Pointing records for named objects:
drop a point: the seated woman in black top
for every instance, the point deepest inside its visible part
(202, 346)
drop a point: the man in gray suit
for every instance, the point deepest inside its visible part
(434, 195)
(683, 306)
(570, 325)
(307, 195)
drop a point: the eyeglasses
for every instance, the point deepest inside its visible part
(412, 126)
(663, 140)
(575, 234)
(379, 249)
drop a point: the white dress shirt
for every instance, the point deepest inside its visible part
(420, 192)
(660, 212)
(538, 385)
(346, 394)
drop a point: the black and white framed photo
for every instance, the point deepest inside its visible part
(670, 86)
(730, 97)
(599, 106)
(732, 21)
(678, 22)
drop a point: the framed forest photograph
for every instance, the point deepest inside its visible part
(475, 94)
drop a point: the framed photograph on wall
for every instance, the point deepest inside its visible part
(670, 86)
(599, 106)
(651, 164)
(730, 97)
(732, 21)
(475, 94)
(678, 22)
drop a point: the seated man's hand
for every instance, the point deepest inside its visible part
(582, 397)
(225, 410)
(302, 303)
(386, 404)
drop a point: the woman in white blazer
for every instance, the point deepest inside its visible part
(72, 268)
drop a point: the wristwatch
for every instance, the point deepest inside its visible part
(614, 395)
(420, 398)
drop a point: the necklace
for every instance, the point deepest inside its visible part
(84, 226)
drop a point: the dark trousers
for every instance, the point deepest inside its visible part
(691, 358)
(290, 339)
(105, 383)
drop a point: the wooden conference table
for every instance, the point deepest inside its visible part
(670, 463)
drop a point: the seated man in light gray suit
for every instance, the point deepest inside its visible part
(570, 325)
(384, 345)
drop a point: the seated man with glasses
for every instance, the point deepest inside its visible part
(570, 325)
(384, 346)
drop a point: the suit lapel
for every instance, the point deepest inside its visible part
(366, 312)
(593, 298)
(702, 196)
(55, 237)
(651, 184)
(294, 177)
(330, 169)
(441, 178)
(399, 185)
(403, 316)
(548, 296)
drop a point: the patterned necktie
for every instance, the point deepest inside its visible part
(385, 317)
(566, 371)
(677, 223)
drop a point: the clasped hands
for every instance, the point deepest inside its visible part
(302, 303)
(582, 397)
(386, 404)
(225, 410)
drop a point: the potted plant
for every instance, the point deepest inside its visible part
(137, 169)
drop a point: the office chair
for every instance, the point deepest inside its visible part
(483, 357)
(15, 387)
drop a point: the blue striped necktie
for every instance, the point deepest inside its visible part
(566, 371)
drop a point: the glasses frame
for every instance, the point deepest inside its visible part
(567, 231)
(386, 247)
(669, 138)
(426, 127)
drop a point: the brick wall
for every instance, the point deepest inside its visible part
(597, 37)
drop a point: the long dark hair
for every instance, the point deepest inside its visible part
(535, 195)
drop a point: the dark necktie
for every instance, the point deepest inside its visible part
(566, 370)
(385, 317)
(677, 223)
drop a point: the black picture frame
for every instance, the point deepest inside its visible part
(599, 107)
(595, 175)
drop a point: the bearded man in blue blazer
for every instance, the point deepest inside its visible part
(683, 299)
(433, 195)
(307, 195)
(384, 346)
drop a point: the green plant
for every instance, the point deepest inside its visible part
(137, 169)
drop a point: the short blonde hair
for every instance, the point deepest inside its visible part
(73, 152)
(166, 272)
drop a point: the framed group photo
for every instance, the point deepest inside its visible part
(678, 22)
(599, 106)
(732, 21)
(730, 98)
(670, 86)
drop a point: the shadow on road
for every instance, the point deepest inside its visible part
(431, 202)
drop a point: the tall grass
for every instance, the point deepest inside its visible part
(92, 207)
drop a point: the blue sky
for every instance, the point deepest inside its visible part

» Work instructions: Return all of the data above verbatim, line for line, with nothing changed.

» Answer for the task:
drop a point: the seated woman in black top
for every instance, the point deepest inside its visible part
(202, 346)
drop a point: the man in gray suit
for every instance, the point deepest inside its visible part
(434, 195)
(683, 306)
(570, 325)
(307, 195)
drop a point: the eyeglasses
for every instance, the point deepest inside its visible part
(412, 126)
(663, 140)
(575, 234)
(379, 249)
drop a point: the white dress shirt
for every instance, the point deepest inside its visible part
(420, 192)
(660, 212)
(538, 385)
(346, 394)
drop a point: the black and white framed photo
for every instance, the point deepest inside its visible part
(670, 86)
(730, 97)
(599, 106)
(732, 21)
(678, 22)
drop a point: the framed forest photograph
for every instance, the point deepest inside its visible part
(475, 94)
drop a point: the framed photograph on wall
for every instance, the point deepest inside its visible part
(670, 86)
(599, 106)
(651, 164)
(730, 97)
(732, 21)
(475, 94)
(678, 22)
drop a point: the seated man's hand
for every instance, the point deepest inside its visible part
(582, 397)
(225, 410)
(302, 303)
(386, 404)
drop a point: the woman in white blazer
for every instance, the point deepest inside its visible part
(72, 268)
drop a point: the wristwatch
for every instance, the point deepest inside its visible part
(614, 395)
(420, 398)
drop a point: the necklace
for every instance, the point deepest inside its visible part
(84, 226)
drop a point: the dark trousers
for every instance, the point deepest inside its visible part
(691, 358)
(290, 339)
(105, 383)
drop a point: the wooden conference table
for every instance, the point deepest inside its visible part
(670, 463)
drop a point: the seated man in light gray suit
for every instance, the point deepest inside its visible part
(570, 325)
(384, 345)
drop a point: the seated man with glasses
for every instance, the point deepest inside its visible part
(570, 325)
(384, 346)
drop a point: the suit lapel
for every instance, the point deepest inside its visible part
(366, 312)
(593, 298)
(702, 196)
(55, 237)
(651, 184)
(294, 177)
(330, 169)
(441, 178)
(399, 185)
(403, 316)
(548, 296)
drop a point: the patterned necktie
for every instance, the point deepest inside its visible part
(385, 317)
(566, 371)
(677, 223)
drop a point: the clasped hands
for every instance, the point deepest inside its visible part
(302, 303)
(582, 397)
(386, 404)
(225, 410)
drop a point: the potted plant
for every instance, the point deepest inside its visible part
(137, 169)
drop a point: the office chair
for every instance, the point deepest inside its visible part
(483, 357)
(15, 387)
drop a point: the blue striped necktie
for every instance, the point deepest inside its visible part
(566, 371)
drop a point: the glasses frame
for every instance, the point deepest inside its visible part
(567, 231)
(386, 247)
(669, 138)
(426, 127)
drop a point: the brick wall
for every instance, the point deepest inside its visible part
(597, 37)
drop a point: the long dark hair
for every instance, the point deepest inside its visible part
(535, 195)
drop a point: the dark necktie
for every instance, the point deepest inside its visible part
(566, 370)
(385, 317)
(677, 223)
drop a point: the black picture frame
for every instance, the point deepest inside its visible part
(599, 107)
(595, 175)
drop a point: the bearded man in blue blazer
for every instance, the point deepest inside its visible part
(683, 299)
(433, 195)
(307, 195)
(384, 346)
drop a point: the green plant
for every instance, the point deepest inside its visible part
(137, 169)
drop a point: the short blonde hair
for every instance, the point deepest inside its visible part
(73, 152)
(166, 272)
drop a point: the framed group photo
for every instance, the point deepest inside its visible part
(678, 22)
(599, 106)
(732, 21)
(730, 98)
(670, 86)
drop a point: the shadow on road
for every instance, the point deepest inside its visible part
(431, 202)
drop a point: the tall grass
for every instance, the point deepest inside its visible part
(92, 207)
drop a point: the blue sky
for every instance, the point deepest inside its visible part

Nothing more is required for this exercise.